◆ Material to process
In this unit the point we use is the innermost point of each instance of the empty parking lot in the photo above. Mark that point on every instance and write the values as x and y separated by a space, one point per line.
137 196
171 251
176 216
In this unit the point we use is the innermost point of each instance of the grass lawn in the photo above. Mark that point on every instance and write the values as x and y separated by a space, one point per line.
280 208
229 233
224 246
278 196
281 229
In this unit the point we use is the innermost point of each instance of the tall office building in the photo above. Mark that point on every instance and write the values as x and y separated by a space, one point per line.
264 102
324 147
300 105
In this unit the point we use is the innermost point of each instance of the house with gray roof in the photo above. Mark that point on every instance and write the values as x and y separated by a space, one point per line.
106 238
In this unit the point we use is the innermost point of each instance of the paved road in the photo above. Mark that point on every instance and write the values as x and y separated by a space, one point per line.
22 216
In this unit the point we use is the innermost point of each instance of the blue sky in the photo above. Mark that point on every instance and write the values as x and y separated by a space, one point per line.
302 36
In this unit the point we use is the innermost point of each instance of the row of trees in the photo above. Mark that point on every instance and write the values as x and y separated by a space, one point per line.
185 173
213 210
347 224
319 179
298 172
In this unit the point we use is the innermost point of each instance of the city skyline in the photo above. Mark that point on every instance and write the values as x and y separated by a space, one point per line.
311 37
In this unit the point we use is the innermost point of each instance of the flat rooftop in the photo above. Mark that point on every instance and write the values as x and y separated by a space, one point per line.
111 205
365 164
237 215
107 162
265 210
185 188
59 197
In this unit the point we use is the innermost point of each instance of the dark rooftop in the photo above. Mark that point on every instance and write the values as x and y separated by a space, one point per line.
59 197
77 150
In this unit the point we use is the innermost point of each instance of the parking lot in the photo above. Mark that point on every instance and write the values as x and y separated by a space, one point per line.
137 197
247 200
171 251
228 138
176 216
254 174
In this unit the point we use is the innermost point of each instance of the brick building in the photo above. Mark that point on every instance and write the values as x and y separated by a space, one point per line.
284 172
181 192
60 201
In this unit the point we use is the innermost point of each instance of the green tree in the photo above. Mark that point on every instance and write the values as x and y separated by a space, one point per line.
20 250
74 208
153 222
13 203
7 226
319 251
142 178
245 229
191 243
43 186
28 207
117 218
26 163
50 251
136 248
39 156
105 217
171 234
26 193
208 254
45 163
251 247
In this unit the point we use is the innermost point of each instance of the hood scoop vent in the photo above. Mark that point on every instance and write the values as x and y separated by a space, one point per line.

◆ What to work on
Please update the listing above by changing "innermost point" to "central point" wherever it occurs, leaving everything else untouched.

◆ Right answer
In this unit the point we use is the central point of each instance of the empty parking lot in the photo above. Mark that point on every instance and write the values as x and y separated by a space, one point per line.
137 196
171 251
176 216
In this unit the point we use is the central point of each instance of the grass lawn in the photo above. Mark that point on every instance and write the values as x and y separated by a space, one point per line.
280 208
229 233
224 246
278 196
281 229
In this unit the point we use is the central point of each instance of the tall office building in the photo above. Mark that point on every instance and write the values as x and y separated by a space, one point per line.
264 102
324 147
300 105
In this unit the point we use is the central point of each instance of the house with gray roof in the photo above. Mark that point on every instance and write the values as x and y separated by a space, one point per line.
106 238
In this unit the point we use is the central point of each instance of the paved road in the photo above. Mark that point on every instance and write the values as x and y separated by a space, one point per line.
22 216
In this unit the point we use is the central point of each instance of the blue sky in the photo above. Mark that point on every instance and write the values as x and y separated by a space, one point per line.
302 36
In this unit the point we use is the central point of each instance of the row of trees in the photo above. Mark that point on every instance and write the values as x and y separated by a space, one point per line.
185 173
213 210
347 224
319 179
298 172
In this unit the point we use is the central point of each instance of the city skyline in the photo above. Mark that point on every instance and write the values as x and y separated by a space, one point per line.
311 37
In this unit the point we use is the central point of each instance of the flat rooftop in the photo above. Mark that point on every instance and write the values as x and y separated by a space, one point per line.
111 205
365 164
237 215
107 162
265 210
185 188
59 197
In this unit the point we use is the central point of each instance of the dark rooftop in the photo above. Mark that point on every instance and write the values as x and y separated by a space, one point per line.
59 197
77 150
In this unit the point we use is the central point of each instance of the parking lot in the photo above. Mark that point on every instance and write the values as x and y separated by a space, one point per line.
137 197
247 200
171 251
228 138
176 216
254 174
In this unit the point we use is the central point of each instance of the brick building in the photo above. Mark that point on every instance and write the values as x and y separated by a space, one point per line.
284 172
181 192
60 201
In this unit the point we use is the central point of each instance of the green tree in the photo above. Mark that point on every instance and write the values as x and y separated by a space, one point per line.
20 250
74 208
153 222
13 203
7 226
319 251
142 178
245 229
191 243
43 186
28 207
117 218
26 163
50 251
136 248
39 156
105 217
171 234
26 193
208 254
45 163
251 247
In this unit the point we use is the central point of each instance of the hood scoop vent in the photo above. Mark that point on every instance and write the values as x and y separated by a space, one point per line.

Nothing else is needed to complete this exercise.